## What you need to do
Reproduce the stretch of the records from their very first line through the line containing "rough mask: <svg", both ends included, with every character unchanged.

## Exercise data
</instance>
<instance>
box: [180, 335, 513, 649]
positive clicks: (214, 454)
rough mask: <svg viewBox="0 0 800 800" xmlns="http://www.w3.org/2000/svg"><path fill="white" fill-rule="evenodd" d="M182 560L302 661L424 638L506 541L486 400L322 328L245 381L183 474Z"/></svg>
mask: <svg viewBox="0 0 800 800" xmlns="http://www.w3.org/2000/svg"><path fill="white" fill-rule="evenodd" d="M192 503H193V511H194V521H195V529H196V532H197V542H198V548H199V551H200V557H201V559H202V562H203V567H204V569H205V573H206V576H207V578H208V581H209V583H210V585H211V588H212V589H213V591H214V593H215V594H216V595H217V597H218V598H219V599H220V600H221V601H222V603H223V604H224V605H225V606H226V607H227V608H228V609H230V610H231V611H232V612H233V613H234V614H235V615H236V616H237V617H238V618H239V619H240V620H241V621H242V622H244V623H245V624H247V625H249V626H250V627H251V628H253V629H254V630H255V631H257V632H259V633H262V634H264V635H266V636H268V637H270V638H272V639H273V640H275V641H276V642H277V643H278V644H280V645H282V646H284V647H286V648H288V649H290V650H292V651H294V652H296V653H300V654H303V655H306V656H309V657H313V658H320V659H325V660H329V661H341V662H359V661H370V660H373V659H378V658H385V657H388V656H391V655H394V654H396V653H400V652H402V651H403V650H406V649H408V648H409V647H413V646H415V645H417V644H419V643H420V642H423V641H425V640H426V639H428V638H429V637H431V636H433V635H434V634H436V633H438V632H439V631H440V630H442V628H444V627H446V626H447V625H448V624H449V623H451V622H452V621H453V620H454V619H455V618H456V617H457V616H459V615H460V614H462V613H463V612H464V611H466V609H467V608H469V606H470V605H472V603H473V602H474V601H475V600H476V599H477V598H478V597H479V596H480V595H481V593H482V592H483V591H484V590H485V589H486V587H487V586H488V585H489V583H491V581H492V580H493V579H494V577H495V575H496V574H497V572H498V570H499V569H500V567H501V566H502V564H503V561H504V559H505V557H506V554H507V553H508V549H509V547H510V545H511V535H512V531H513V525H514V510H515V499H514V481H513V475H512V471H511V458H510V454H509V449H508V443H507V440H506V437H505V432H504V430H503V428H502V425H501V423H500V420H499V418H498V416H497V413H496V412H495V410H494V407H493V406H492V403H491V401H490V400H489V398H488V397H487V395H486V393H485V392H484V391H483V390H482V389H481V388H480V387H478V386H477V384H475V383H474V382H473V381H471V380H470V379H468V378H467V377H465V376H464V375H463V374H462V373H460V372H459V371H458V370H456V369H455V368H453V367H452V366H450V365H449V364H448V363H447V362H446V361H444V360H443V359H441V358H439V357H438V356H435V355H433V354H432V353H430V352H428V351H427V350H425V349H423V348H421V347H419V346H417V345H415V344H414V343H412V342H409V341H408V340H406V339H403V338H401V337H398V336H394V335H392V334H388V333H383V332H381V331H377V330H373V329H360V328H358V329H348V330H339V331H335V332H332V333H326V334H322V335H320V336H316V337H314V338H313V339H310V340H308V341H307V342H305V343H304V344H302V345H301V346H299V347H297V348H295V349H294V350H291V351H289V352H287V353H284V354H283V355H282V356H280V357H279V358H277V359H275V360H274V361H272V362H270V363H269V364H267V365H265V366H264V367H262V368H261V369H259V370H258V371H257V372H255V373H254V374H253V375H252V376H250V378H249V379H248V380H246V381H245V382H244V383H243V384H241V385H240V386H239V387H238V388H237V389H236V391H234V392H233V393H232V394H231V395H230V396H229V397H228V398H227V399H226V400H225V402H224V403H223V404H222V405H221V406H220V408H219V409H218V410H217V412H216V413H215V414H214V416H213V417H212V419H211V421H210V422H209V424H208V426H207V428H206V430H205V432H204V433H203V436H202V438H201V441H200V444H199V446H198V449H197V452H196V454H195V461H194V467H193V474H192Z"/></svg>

## Result
</instance>
<instance>
box: [180, 335, 513, 649]
positive clicks: (214, 454)
rough mask: <svg viewBox="0 0 800 800" xmlns="http://www.w3.org/2000/svg"><path fill="white" fill-rule="evenodd" d="M182 560L302 661L424 638L506 541L486 400L322 328L245 381L183 474Z"/></svg>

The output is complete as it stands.